What the task requires -> Go through the data below. Pull out every line that has the word "number".

Point localization data
--- START ---

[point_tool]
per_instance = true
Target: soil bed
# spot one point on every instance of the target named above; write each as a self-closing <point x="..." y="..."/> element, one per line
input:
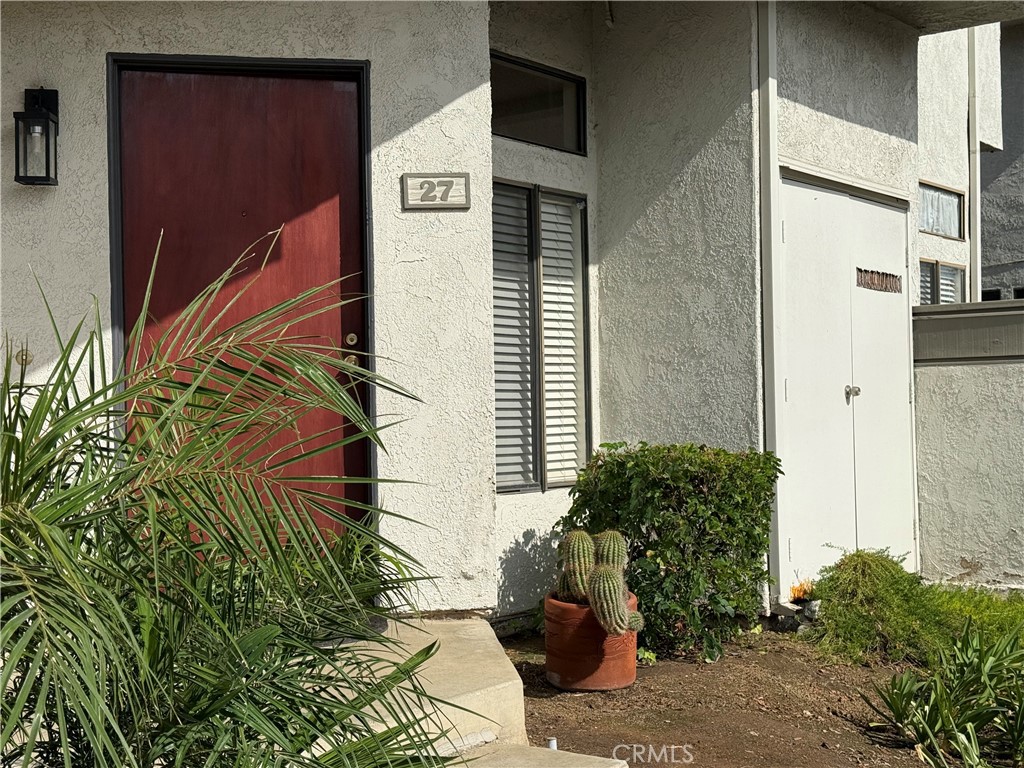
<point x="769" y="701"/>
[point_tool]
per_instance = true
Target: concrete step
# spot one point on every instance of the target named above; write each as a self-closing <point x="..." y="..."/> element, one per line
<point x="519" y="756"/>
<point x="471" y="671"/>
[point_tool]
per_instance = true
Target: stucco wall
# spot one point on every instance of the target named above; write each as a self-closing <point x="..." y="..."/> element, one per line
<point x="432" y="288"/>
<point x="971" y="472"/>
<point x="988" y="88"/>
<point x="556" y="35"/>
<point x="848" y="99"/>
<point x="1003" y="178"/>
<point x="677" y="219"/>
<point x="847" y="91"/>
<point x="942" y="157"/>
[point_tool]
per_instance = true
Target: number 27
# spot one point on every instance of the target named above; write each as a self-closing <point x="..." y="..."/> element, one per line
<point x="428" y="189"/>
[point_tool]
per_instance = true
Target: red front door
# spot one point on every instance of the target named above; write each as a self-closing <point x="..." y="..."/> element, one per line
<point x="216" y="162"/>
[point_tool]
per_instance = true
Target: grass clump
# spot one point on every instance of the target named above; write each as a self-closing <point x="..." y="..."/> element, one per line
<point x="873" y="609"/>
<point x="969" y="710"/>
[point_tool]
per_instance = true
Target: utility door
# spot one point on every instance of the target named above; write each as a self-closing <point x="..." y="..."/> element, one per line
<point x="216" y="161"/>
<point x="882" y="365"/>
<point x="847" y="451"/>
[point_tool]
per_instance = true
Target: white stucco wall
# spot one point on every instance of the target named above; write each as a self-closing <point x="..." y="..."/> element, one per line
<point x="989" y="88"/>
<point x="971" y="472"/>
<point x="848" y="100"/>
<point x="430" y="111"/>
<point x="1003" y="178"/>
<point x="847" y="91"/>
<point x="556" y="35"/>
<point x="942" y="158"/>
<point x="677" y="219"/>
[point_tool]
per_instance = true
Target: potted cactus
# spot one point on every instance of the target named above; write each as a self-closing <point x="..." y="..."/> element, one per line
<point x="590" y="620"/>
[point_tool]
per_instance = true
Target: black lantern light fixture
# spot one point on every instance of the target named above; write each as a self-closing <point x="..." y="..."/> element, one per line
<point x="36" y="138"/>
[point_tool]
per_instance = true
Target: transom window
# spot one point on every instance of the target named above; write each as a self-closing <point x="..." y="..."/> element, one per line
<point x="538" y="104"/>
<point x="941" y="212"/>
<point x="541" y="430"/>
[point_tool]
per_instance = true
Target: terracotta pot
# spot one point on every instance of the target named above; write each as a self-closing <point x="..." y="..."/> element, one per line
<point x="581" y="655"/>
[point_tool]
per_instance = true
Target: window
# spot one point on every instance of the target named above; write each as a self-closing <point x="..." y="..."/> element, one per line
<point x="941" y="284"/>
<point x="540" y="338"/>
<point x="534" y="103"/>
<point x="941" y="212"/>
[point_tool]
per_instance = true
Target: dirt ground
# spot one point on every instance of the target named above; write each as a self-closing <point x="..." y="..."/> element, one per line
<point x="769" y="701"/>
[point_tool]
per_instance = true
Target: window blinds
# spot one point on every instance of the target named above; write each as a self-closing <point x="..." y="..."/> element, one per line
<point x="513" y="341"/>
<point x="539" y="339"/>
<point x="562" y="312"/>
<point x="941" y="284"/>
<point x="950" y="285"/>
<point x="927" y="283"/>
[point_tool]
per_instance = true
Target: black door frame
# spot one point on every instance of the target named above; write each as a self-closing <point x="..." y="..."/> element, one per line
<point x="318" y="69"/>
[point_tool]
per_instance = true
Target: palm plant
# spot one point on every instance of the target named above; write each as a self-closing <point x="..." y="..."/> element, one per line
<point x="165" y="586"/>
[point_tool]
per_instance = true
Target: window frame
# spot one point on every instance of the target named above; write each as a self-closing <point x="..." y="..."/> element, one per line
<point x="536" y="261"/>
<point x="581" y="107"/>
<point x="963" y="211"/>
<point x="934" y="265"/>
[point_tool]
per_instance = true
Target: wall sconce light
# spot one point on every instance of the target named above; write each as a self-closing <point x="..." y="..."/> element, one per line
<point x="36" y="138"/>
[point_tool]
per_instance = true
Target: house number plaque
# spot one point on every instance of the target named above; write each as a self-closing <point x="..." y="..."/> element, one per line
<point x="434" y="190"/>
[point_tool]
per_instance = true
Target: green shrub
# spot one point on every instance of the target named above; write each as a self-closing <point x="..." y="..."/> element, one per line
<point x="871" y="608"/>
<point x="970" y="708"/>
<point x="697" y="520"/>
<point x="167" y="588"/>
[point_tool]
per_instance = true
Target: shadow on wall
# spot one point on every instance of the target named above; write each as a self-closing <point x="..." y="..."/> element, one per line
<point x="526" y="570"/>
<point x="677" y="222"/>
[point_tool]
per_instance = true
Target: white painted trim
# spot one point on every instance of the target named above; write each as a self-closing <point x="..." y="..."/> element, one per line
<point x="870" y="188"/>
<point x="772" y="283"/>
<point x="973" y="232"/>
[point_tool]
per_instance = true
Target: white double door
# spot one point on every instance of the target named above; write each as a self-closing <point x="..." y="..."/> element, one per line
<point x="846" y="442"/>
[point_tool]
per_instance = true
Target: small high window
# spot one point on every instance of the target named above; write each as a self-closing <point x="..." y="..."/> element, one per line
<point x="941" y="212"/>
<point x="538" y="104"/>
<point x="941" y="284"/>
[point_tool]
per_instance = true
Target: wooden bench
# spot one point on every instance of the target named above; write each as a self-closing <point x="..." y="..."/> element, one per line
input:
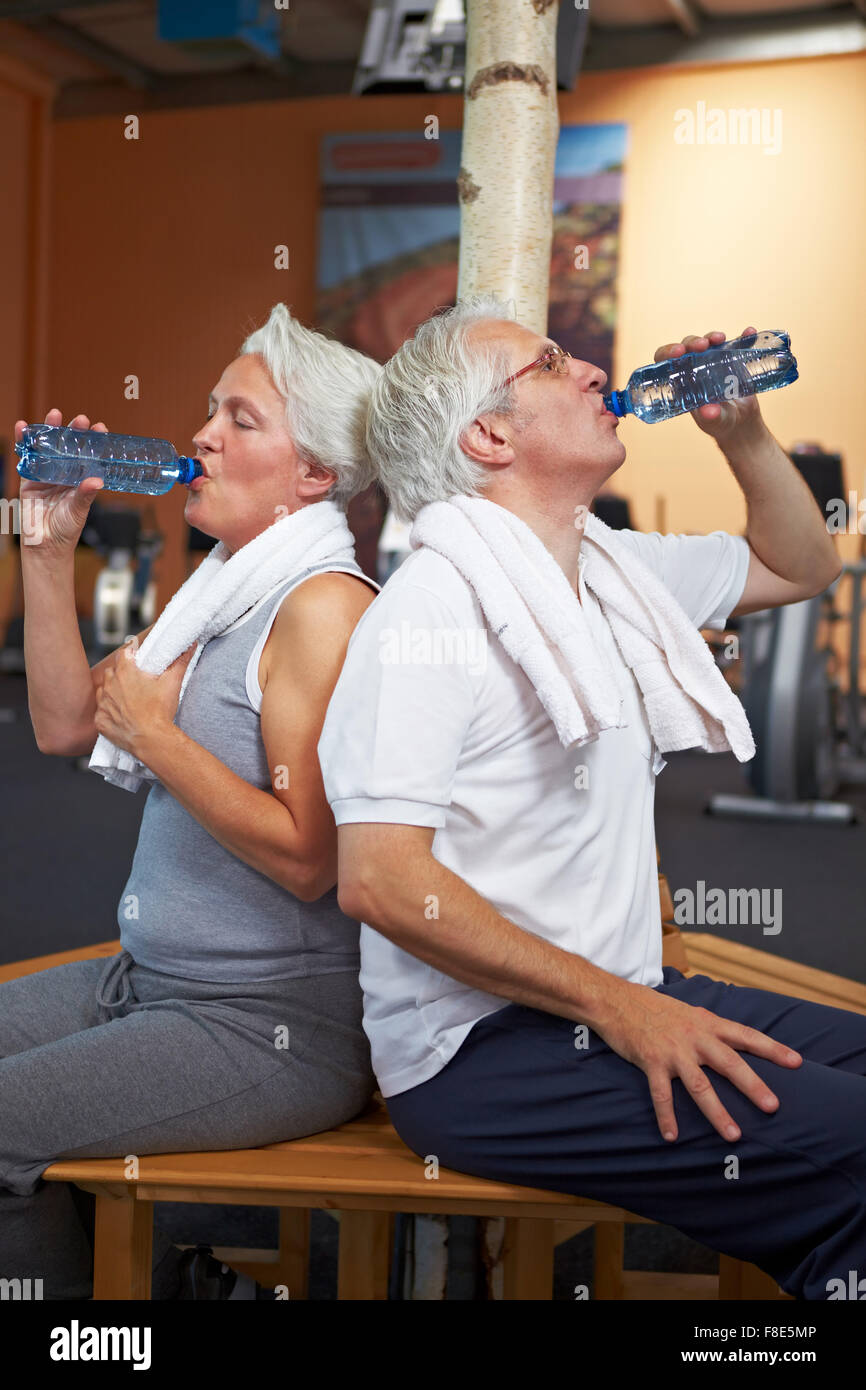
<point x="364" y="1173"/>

--- END ---

Result for this exercise ->
Target: number 27
Target: house number plaque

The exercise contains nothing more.